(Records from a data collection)
— Begin —
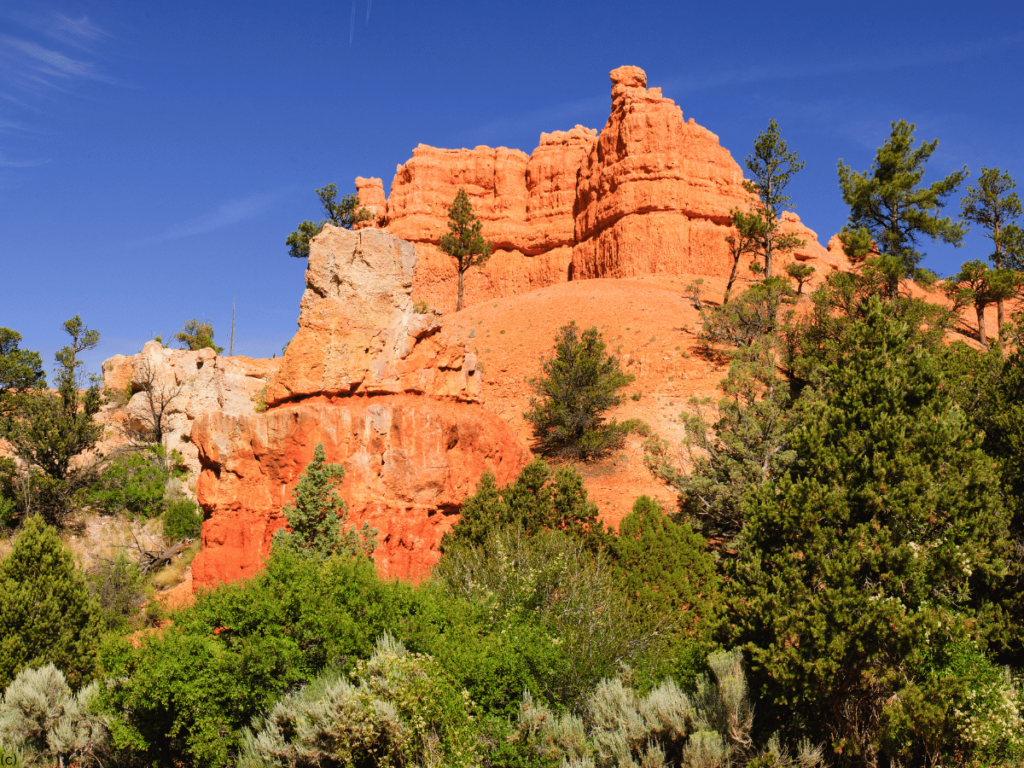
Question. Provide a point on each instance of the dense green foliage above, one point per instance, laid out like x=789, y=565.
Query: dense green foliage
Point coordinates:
x=980, y=287
x=863, y=552
x=664, y=566
x=134, y=482
x=401, y=709
x=579, y=384
x=19, y=369
x=316, y=516
x=464, y=241
x=48, y=724
x=340, y=213
x=47, y=613
x=46, y=429
x=890, y=210
x=846, y=559
x=538, y=500
x=196, y=335
x=992, y=204
x=118, y=586
x=187, y=692
x=183, y=519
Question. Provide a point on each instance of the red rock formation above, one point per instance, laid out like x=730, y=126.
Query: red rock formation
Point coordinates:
x=391, y=397
x=652, y=194
x=525, y=204
x=410, y=464
x=359, y=332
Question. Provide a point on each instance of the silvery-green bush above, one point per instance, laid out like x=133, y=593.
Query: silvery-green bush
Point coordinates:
x=400, y=709
x=709, y=727
x=46, y=723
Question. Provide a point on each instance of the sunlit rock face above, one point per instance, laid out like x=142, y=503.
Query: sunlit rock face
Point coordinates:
x=651, y=194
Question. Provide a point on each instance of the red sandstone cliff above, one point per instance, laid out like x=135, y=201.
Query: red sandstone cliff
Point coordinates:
x=389, y=395
x=650, y=195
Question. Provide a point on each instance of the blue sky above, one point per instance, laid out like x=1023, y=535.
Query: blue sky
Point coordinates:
x=155, y=156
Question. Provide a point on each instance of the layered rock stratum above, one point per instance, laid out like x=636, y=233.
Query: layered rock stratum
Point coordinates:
x=650, y=194
x=603, y=227
x=388, y=394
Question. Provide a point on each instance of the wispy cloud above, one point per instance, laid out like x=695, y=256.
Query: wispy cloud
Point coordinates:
x=79, y=32
x=872, y=60
x=6, y=162
x=48, y=61
x=227, y=214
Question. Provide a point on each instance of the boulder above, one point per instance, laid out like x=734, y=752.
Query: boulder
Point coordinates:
x=178, y=385
x=393, y=398
x=359, y=332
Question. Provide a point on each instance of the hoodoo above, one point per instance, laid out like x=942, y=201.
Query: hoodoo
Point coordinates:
x=387, y=394
x=651, y=194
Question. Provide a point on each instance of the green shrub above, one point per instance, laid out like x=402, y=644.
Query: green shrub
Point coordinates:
x=185, y=694
x=558, y=606
x=400, y=709
x=580, y=383
x=46, y=723
x=317, y=516
x=197, y=335
x=47, y=613
x=538, y=500
x=183, y=519
x=619, y=727
x=117, y=585
x=664, y=566
x=867, y=548
x=134, y=482
x=960, y=704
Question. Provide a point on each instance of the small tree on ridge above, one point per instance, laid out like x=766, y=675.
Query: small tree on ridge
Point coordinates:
x=580, y=383
x=464, y=241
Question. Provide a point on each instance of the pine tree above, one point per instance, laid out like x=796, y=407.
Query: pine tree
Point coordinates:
x=538, y=500
x=19, y=369
x=662, y=564
x=580, y=383
x=47, y=612
x=464, y=241
x=864, y=552
x=772, y=166
x=48, y=430
x=979, y=286
x=317, y=516
x=992, y=204
x=751, y=229
x=890, y=211
x=197, y=335
x=342, y=213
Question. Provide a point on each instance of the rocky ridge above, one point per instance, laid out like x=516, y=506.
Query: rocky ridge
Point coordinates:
x=651, y=194
x=389, y=395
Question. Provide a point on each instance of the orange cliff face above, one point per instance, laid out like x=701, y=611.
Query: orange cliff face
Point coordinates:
x=389, y=395
x=650, y=195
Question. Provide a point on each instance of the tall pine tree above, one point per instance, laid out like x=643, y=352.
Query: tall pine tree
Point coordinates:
x=863, y=554
x=891, y=210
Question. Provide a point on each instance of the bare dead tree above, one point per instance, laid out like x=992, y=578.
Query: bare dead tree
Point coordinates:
x=150, y=425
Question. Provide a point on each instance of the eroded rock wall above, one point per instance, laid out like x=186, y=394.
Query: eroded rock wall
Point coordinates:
x=390, y=396
x=650, y=194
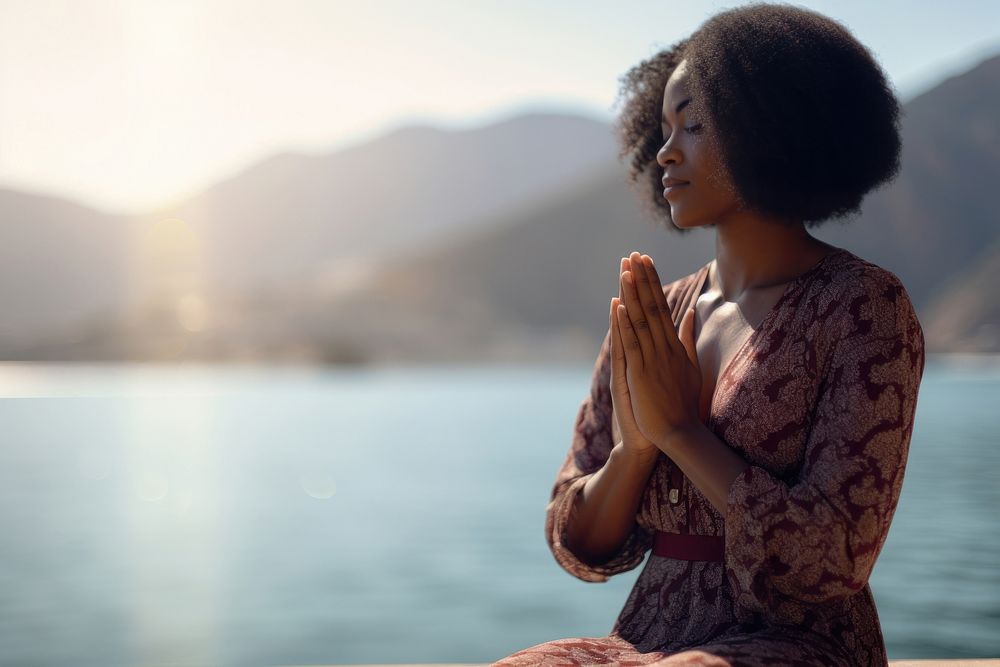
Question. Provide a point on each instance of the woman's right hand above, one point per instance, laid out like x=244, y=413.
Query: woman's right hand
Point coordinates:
x=633, y=441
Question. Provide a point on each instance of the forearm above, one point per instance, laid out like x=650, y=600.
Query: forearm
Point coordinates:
x=607, y=505
x=710, y=464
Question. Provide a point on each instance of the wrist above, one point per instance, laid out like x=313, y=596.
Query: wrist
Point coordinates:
x=671, y=439
x=636, y=457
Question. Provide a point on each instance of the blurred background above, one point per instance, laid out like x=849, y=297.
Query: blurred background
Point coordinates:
x=300, y=301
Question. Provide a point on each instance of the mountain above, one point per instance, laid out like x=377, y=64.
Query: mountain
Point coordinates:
x=409, y=190
x=437, y=245
x=60, y=262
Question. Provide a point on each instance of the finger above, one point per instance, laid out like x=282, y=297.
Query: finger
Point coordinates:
x=621, y=269
x=629, y=339
x=638, y=323
x=617, y=353
x=650, y=304
x=669, y=328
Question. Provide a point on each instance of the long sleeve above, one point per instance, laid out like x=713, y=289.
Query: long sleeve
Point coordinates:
x=816, y=539
x=590, y=448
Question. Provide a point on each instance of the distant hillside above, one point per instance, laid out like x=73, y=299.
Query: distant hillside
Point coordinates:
x=59, y=263
x=430, y=245
x=292, y=216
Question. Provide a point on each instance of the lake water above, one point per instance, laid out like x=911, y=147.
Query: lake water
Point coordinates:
x=263, y=516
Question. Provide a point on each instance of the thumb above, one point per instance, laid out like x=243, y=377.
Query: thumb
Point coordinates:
x=687, y=336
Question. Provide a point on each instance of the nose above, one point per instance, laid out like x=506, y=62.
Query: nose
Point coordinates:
x=667, y=154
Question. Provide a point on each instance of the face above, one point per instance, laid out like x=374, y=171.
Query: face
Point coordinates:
x=690, y=153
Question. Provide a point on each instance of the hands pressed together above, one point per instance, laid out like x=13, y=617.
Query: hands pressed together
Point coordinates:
x=655, y=375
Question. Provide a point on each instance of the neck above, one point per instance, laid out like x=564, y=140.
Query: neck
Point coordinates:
x=754, y=253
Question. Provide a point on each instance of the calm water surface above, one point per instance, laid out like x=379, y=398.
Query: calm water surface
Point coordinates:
x=242, y=516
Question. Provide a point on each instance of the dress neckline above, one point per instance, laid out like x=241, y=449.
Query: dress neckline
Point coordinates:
x=796, y=282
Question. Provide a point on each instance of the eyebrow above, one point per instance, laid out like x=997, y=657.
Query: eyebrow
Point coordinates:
x=678, y=109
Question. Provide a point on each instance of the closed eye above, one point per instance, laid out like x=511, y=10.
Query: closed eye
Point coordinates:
— End —
• What to produce
Reproduce the items above, starting at the beginning of the records and ending at the line that contains "x=579, y=384", with 53 added to every coordinate number in the answers. Include the requests but omit the pictures.

• Worked solution
Question. Provide a point on each instance of the dense green foliage above, one point per instance, laid out like x=789, y=565.
Query: dense green foliage
Point coordinates:
x=1033, y=340
x=916, y=605
x=717, y=619
x=187, y=535
x=454, y=762
x=632, y=437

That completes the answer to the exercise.